* [STUDY TEXT]
------------

CLOVER -- The nurse in the old picture remembered holding the little girl like it happened Wednesday at lunchtime: "That was a big baby."
Splashed on the front page of what was then the Evening Herald, 50 years ago today on Aug. 2, 1957, was a picture of newborn Helen Stewart at the long- closed Divine Saviour Hospital in York with a nurse's steadying hand atop a scale that read an incredible 13 pounds, 8 ounces.
The caption reads, "King Size Baby."
"I was big," understated the baby, Helen Stewart on Wednesday, the day before her 50th birthday. She is now 5 feet 9 inches tall. Her weight is more than 13 pounds and 8 ounces, but how much more is her business. "Bigness, it runs in the family."
Her mother, the late Janie Mae Stewart, was a tall, stately woman. Her father, the late John Presley Stewart?
"Not more than 5 feet and a half," Helen said.
The caption to that photo 50 years ago said Helen's brother was born 10 years before. He was a shrimp.
A mere 13 pounds even.
"I remember my mother talking about how big Helen was, seeing the picture," said Helen's brother William, that 13-pounder who turns 60 next week. "People said she was one of the biggest babies ever born in York County, maybe ever."
That coming from somebody who might be the second biggest baby ever.
"Biggest anybody ever heard of," said Audrey Dulin, a friend of Helen and Helen's mother, too.

------------

* [RECORDS]
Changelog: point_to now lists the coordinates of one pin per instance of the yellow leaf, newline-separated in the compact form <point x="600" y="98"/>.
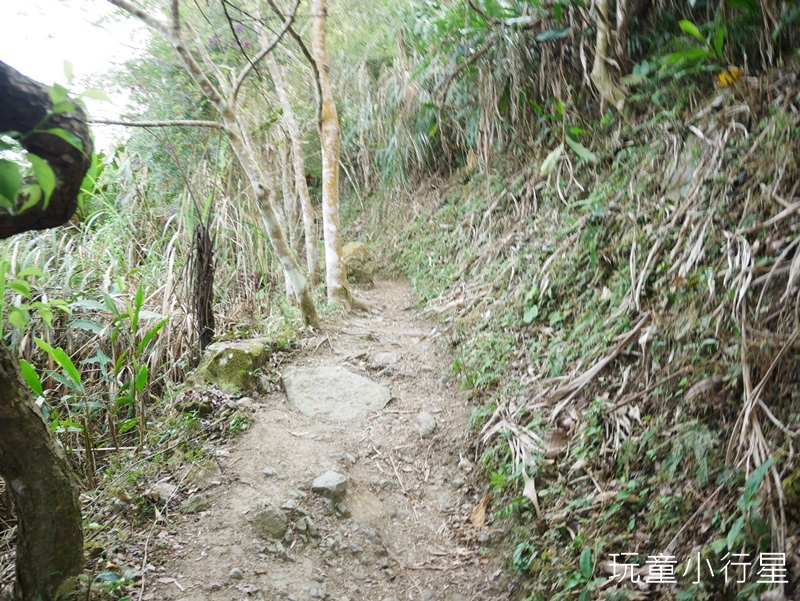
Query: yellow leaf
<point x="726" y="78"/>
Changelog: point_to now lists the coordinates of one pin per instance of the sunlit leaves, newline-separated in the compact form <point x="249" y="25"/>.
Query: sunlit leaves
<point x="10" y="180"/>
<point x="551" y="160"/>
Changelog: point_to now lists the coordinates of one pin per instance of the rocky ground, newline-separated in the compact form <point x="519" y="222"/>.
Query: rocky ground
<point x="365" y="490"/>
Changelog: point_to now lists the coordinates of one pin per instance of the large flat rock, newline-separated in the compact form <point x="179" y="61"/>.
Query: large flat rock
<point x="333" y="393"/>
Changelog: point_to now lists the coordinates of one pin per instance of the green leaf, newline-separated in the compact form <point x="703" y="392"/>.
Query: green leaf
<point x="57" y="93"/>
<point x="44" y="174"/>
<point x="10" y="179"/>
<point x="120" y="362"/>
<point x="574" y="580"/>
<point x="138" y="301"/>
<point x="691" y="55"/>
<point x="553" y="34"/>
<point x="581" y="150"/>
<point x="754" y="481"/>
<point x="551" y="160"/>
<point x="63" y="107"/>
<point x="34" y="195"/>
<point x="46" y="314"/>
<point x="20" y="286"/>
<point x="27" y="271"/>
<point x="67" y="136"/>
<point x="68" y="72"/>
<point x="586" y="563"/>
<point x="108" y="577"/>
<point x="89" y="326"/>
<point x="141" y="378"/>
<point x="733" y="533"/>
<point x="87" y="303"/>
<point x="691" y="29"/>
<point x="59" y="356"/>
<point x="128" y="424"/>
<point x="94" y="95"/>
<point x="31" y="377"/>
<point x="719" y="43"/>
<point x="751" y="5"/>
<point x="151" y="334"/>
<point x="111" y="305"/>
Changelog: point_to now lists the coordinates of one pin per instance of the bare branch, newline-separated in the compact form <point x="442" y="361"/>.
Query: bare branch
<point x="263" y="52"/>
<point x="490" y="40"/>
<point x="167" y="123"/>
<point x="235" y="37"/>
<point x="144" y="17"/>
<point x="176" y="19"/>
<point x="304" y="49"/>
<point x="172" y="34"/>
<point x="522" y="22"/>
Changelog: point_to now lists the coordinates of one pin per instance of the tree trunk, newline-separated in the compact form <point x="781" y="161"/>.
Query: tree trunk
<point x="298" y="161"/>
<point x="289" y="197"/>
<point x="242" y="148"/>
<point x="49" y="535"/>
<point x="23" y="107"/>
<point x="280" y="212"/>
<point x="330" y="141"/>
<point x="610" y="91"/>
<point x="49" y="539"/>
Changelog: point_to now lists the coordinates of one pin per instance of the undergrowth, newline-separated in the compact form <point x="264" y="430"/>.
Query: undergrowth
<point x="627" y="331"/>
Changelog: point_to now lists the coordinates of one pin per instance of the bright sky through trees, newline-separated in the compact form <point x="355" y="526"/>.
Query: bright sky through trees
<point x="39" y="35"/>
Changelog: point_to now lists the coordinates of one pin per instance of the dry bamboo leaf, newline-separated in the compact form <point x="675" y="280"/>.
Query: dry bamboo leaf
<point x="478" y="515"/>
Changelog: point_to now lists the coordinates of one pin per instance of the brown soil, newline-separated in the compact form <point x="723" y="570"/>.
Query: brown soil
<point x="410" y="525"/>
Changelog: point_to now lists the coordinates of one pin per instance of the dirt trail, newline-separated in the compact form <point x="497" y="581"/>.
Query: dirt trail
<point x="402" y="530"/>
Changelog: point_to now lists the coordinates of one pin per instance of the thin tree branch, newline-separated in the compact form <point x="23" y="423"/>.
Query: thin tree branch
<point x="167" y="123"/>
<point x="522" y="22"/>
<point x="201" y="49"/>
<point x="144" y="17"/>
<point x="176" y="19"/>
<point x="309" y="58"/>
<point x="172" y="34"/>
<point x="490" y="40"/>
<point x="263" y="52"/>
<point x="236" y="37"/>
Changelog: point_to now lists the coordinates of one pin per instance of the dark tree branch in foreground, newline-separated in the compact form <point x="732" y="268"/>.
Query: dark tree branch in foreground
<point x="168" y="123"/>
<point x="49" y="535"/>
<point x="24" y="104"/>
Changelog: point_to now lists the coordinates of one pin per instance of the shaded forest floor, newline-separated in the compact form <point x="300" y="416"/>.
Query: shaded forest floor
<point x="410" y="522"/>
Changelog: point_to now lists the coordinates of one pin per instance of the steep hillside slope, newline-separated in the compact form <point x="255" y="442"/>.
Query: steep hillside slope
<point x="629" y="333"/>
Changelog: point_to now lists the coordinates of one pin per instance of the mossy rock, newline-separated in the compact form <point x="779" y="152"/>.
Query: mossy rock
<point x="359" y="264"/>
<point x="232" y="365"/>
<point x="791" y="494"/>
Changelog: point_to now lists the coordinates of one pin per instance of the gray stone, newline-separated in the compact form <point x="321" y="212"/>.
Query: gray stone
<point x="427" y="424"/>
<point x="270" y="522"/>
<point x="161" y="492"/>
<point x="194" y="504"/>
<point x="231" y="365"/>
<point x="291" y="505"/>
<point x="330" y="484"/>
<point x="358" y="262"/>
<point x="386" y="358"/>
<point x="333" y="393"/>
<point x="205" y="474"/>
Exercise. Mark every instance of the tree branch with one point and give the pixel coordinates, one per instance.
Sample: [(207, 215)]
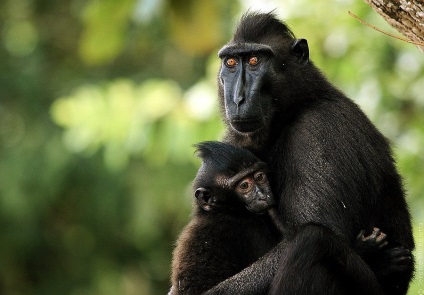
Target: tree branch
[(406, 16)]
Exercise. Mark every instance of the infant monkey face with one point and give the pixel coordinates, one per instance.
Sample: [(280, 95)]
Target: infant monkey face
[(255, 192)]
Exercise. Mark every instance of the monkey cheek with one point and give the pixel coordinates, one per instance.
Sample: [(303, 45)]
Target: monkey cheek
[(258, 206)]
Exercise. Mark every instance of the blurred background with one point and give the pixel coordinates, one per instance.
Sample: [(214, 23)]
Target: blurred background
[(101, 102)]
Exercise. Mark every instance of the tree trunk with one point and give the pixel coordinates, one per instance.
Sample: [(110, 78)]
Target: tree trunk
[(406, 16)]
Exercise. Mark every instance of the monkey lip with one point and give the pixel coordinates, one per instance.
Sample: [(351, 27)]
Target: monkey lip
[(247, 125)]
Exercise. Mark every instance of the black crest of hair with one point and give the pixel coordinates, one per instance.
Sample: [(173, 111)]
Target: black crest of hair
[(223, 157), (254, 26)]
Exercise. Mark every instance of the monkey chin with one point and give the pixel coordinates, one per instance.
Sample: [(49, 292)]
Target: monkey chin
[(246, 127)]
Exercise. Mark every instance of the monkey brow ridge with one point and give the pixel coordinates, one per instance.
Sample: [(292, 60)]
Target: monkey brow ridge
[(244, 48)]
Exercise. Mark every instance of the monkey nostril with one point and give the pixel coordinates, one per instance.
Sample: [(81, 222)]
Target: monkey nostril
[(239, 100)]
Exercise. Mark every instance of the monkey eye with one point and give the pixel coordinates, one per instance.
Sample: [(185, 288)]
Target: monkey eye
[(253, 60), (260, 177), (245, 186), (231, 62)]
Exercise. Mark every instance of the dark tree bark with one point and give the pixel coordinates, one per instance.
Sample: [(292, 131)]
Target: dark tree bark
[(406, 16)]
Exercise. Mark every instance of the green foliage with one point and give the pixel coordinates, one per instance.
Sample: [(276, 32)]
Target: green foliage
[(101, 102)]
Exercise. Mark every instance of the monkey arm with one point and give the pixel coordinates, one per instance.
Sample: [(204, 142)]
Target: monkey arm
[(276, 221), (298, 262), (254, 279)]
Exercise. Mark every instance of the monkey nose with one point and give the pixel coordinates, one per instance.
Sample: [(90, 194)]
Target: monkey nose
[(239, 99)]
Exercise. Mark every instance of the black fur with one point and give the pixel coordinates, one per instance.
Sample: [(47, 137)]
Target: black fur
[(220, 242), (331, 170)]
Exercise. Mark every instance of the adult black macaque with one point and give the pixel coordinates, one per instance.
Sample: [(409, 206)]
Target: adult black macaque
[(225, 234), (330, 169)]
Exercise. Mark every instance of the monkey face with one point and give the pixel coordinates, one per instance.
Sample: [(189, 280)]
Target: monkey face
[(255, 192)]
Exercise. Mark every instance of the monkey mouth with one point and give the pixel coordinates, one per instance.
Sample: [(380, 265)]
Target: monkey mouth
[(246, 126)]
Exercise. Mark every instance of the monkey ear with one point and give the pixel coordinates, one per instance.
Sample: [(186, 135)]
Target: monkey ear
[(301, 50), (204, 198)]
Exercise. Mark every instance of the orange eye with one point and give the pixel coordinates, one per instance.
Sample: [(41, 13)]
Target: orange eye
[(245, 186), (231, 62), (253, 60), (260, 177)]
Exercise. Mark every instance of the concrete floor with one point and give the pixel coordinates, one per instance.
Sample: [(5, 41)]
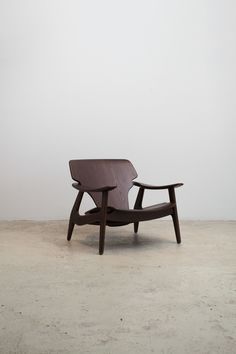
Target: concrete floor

------------

* [PROBLEMS TO WORK ON]
(A) In the newspaper story, what weight did the scale show for newborn Helen Stewart?
(B) Shorten the paragraph of the newspaper story that begins "Splashed on the front page" into one sentence, keeping its main facts.

* [ANSWERS BY ITEM]
(A) 13 pounds, 8 ounces.

(B) On Aug. 2, 1957, the front page of the Evening Herald showed newborn Helen Stewart at the now long-closed Divine Saviour Hospital in York, with a nurse steadying a scale that read 13 pounds, 8 ounces.